Exercise inputs ->
--- START ---
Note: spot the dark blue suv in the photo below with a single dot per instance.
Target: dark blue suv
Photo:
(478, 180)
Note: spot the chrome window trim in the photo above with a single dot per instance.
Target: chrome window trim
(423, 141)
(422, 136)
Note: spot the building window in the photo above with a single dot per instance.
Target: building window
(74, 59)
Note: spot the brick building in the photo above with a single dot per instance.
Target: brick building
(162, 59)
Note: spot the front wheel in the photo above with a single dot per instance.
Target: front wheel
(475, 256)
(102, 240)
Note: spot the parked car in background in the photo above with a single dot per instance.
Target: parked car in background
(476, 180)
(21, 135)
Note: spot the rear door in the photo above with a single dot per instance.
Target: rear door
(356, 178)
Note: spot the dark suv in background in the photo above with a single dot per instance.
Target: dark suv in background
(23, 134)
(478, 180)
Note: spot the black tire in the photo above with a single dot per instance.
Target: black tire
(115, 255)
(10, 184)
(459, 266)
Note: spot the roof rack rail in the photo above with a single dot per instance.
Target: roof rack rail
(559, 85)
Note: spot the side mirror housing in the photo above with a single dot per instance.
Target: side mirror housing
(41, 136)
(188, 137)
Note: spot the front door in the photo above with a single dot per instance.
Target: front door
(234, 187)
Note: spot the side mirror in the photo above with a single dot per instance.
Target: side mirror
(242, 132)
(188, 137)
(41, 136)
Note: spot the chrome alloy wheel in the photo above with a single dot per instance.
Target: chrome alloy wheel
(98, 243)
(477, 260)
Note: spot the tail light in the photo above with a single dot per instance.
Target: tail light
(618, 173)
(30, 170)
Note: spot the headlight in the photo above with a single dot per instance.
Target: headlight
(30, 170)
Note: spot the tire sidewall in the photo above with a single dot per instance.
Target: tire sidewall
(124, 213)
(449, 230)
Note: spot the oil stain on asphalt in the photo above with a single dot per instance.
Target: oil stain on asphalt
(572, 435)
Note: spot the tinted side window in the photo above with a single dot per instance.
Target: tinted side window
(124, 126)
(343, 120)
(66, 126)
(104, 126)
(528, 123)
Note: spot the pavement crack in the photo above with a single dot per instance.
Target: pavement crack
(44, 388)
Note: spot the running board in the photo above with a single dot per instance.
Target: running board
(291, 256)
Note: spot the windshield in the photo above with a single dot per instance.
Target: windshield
--- END ---
Your assignment -> The expected result is an exact transcription of the lines from the one containing "Target: tire sidewall" through the end of the records above; please include both ends.

Solution below ->
Target: tire sidewall
(124, 213)
(449, 230)
Note: spot the oil stain on asphalt in the photo above with a single dot per instance.
Target: oil stain on asphalt
(572, 435)
Note: spot the tinted side window in the photo above with a single dot per instance.
Target: tinted side window
(124, 126)
(343, 120)
(66, 126)
(104, 126)
(528, 123)
Note: spot the pavement crack in the photo above with a single dot per instance.
Target: pavement crack
(44, 388)
Note: spot the running board in the photo above with a single dot per instance.
Target: running board
(291, 256)
Note: spot the windshield in the photo above with a single dot per instance.
Target: windshield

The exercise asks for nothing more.